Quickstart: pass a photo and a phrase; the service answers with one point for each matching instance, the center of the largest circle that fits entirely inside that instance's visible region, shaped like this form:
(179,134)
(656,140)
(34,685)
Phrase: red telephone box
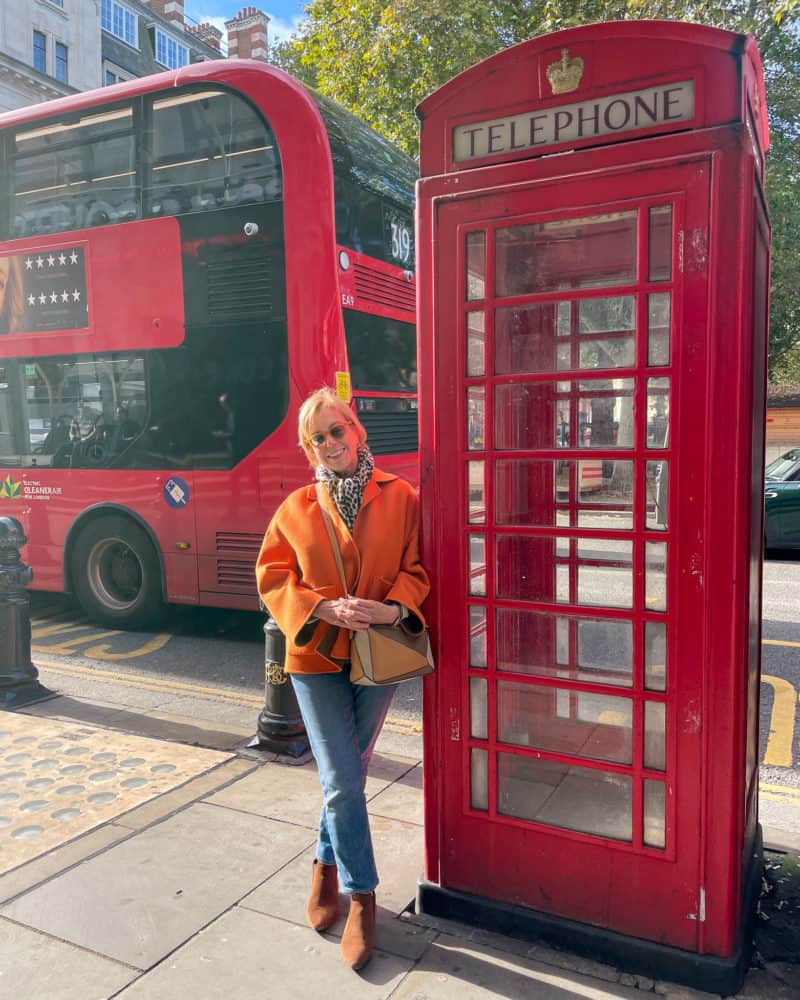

**Description of the task:**
All entries above must be repeated exactly; pictures are to be left out.

**Answer to the exercise:**
Quickstart: pass a photo and a phrase; the service answers with one point for each matching instance, the center of the largest circle that fits entirely inside that instance's visible region, shaped like this form:
(179,134)
(656,140)
(34,685)
Phrase: red telephone box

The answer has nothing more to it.